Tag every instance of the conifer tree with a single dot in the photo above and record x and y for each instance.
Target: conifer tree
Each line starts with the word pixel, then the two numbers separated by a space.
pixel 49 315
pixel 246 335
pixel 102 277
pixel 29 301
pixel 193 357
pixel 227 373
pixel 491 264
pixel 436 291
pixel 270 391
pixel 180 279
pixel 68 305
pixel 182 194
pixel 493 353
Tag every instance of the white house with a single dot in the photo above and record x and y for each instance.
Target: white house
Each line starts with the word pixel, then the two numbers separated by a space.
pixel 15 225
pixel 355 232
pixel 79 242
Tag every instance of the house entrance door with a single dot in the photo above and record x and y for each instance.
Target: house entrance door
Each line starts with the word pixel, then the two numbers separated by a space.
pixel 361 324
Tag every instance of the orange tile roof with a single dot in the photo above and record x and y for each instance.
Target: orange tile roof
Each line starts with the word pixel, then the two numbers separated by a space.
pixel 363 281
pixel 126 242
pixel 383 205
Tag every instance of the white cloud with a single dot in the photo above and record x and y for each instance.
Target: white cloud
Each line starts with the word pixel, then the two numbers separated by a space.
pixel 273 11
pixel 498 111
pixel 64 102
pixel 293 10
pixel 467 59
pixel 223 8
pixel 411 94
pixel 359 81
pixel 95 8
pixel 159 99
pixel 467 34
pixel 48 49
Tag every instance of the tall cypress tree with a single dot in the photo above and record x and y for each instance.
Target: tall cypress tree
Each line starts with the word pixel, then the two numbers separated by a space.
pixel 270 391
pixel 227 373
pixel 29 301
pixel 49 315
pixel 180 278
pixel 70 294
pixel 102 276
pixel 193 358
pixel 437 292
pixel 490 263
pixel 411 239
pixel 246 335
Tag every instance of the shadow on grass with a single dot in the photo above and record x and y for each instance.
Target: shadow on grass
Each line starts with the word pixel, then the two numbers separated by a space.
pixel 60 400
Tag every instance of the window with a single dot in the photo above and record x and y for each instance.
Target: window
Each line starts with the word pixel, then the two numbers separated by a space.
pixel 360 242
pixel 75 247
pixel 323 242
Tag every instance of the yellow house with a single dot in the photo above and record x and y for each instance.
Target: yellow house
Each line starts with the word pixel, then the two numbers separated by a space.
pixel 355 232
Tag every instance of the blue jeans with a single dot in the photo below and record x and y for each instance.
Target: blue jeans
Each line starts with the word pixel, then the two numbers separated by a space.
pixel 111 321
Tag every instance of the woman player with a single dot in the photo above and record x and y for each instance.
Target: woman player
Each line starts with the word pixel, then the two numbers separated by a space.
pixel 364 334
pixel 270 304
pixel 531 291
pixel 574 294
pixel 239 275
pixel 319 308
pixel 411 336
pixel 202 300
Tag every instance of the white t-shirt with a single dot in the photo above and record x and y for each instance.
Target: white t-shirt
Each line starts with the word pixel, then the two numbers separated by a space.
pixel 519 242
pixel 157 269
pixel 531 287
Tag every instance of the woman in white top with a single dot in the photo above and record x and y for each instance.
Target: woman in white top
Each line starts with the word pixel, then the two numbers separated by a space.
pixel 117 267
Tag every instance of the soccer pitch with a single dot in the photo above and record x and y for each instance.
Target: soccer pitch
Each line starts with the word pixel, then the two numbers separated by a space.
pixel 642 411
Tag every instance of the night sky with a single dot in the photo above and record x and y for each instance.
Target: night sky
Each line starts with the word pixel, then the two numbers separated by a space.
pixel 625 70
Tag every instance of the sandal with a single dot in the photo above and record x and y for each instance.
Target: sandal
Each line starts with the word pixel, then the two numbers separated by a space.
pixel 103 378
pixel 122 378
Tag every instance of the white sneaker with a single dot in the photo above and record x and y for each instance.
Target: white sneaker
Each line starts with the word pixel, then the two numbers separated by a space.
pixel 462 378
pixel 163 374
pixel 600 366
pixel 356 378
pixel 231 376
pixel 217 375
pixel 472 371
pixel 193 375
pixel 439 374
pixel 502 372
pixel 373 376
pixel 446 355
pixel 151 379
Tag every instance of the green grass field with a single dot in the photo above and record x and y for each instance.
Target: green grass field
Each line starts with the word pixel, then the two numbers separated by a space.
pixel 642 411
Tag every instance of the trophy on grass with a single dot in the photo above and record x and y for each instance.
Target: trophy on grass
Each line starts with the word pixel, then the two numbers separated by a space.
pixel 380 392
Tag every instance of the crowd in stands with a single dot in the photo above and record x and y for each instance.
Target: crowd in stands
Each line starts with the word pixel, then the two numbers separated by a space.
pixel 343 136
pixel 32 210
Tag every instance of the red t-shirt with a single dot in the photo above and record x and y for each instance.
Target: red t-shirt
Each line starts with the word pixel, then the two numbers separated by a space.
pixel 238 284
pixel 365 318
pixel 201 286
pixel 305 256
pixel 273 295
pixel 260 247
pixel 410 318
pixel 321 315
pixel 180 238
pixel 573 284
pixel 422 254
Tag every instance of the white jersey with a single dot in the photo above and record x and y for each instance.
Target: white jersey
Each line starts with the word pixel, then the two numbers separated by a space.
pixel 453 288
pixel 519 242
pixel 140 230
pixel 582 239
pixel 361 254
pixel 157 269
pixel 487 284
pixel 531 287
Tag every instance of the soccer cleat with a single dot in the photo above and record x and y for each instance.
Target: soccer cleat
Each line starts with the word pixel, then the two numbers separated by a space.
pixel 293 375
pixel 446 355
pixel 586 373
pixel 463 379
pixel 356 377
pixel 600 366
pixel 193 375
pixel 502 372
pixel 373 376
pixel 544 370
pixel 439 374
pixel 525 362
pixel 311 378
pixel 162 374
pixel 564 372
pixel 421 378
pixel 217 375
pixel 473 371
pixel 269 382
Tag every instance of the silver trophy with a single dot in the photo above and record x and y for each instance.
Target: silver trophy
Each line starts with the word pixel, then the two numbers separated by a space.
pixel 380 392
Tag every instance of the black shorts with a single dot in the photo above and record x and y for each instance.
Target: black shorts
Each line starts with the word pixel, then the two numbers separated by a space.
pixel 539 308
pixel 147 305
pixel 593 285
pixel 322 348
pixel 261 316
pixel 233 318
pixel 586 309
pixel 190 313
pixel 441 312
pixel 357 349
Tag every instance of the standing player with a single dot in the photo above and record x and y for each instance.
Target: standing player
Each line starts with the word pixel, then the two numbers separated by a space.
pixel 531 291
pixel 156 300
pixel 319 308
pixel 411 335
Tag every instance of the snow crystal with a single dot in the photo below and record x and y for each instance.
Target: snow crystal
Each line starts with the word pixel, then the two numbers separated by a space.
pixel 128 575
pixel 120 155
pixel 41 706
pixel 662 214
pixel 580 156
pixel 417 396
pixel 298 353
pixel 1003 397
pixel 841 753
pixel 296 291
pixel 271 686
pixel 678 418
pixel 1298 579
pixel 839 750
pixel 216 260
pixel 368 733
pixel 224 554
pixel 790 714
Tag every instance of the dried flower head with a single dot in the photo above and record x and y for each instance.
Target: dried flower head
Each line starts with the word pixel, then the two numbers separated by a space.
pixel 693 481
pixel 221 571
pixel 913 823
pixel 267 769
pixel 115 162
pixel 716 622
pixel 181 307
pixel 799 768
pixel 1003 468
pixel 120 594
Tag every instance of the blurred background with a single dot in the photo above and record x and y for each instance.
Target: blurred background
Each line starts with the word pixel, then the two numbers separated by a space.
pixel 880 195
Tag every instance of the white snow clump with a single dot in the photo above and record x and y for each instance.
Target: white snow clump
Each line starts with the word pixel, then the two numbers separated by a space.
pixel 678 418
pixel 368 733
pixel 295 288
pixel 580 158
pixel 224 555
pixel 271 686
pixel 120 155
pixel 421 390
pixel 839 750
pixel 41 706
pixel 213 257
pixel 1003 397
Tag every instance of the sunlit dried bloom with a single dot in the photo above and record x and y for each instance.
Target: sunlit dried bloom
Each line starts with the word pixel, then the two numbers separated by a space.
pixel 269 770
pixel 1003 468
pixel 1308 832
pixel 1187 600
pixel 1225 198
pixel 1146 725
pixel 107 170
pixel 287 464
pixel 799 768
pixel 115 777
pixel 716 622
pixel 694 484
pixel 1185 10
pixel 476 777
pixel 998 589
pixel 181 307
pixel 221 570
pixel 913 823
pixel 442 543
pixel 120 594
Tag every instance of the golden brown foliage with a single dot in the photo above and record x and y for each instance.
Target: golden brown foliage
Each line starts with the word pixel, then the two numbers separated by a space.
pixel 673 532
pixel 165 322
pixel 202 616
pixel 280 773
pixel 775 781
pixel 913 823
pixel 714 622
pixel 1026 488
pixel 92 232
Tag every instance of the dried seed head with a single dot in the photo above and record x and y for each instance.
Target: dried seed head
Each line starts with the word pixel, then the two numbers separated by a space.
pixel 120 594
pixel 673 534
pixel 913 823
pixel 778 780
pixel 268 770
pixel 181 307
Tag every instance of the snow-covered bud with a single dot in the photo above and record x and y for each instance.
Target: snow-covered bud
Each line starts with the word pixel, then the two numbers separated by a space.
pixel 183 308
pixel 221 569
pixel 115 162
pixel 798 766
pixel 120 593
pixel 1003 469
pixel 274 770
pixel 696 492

===============

Begin with the line that contains "Tag every instance of the snow-covered" and set down each line exactly until the records above end, including the final line.

Tag every instance of the snow-covered bud with a single dot in the photo above and record x and y for each instance.
Target: snow-covered bud
Each line starts with the word pixel, then the two numbers separated by a space.
pixel 183 308
pixel 221 569
pixel 115 162
pixel 798 766
pixel 120 593
pixel 1003 469
pixel 274 770
pixel 696 492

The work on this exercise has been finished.